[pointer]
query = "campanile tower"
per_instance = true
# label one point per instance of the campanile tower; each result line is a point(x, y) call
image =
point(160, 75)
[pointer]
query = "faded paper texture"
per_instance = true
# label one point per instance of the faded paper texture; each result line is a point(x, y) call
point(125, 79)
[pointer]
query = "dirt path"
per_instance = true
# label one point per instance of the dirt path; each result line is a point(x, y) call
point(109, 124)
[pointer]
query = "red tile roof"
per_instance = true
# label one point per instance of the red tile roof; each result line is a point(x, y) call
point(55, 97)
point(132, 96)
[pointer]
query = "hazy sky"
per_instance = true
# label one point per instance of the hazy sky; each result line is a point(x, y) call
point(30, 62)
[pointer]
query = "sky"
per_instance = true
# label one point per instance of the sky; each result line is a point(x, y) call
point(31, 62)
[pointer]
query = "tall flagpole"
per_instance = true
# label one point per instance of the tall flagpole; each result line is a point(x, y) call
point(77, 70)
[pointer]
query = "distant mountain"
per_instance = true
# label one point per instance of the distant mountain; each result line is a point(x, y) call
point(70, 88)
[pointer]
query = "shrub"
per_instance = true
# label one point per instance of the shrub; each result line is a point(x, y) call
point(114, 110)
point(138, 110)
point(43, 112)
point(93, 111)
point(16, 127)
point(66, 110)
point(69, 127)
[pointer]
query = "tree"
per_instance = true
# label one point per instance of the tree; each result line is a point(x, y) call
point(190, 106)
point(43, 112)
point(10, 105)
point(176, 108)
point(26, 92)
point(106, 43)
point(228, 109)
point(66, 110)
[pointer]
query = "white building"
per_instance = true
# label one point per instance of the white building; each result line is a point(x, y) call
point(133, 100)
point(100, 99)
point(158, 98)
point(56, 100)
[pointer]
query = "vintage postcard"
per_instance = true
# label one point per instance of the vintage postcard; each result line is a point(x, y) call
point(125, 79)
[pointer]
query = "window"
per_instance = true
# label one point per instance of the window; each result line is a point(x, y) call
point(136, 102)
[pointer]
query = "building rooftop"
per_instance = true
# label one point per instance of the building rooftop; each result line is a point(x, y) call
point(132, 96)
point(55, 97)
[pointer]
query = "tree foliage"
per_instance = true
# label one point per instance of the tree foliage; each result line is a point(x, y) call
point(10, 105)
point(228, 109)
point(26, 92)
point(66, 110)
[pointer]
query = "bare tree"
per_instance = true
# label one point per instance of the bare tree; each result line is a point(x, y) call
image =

+--

**Exercise aim**
In this exercise, repeat all entries exactly.

**Response for this exercise**
[pointer]
query = "campanile tower"
per_instance = true
# label one point per instance of the campanile tower; each result line is a point(x, y) call
image =
point(160, 75)
[pointer]
query = "faded paper texture"
per_instance = true
# label one point per instance of the faded paper texture; each result line is a point(x, y) call
point(125, 79)
[pointer]
query = "dirt path"
per_instance = true
# label one point per instance of the dirt path; each result line is a point(x, y) call
point(109, 124)
[pointer]
query = "red tile roof"
per_instance = true
# label one point per instance of the red tile roof; each result line is a point(x, y) call
point(55, 97)
point(132, 96)
[pointer]
query = "hazy sky"
per_instance = true
# label one point per instance of the hazy sky; each result line is a point(x, y) call
point(30, 62)
[pointer]
query = "sky"
per_instance = true
# label one point per instance of the sky; each result line is a point(x, y) call
point(31, 62)
[pointer]
query = "tall flagpole"
per_instance = true
# label one point per instance of the tall flagpole; each result line is a point(x, y) call
point(77, 70)
[pointer]
query = "distant mountain"
per_instance = true
# label one point per instance of the distant mountain; each result line is a point(x, y) call
point(70, 88)
[pointer]
query = "shrub"
per_instance = true
# label one point per instance of the shrub; each result line is a point(x, y) call
point(114, 110)
point(138, 110)
point(43, 112)
point(93, 111)
point(16, 127)
point(66, 110)
point(69, 127)
[pointer]
query = "tree"
per_instance = true
# label one point per instance of the tree; each result line is a point(x, y) call
point(190, 106)
point(43, 112)
point(10, 105)
point(176, 108)
point(26, 92)
point(106, 43)
point(228, 109)
point(66, 110)
[pointer]
query = "white building"
per_instance = true
# label one point per instance of the white building; each result line is a point(x, y) call
point(133, 100)
point(100, 99)
point(158, 98)
point(56, 100)
[pointer]
query = "vintage postcard"
per_instance = true
# label one point per instance of the vintage postcard; each result line is a point(x, y) call
point(125, 79)
[pointer]
query = "window"
per_instance = true
# label one point per instance of the window; each result line is a point(x, y) call
point(136, 102)
[pointer]
query = "building rooftop"
per_instance = true
# label one point per instance of the building rooftop; each result line is a point(x, y) call
point(132, 96)
point(55, 97)
[pointer]
query = "tree foliage"
per_instance = true
# label one point per instance of the tree foliage; each result line is a point(x, y) call
point(10, 105)
point(228, 109)
point(26, 92)
point(66, 110)
[pointer]
query = "bare tree"
per_instance = true
# label one point per instance of the bare tree; each result line is a point(x, y) call
image =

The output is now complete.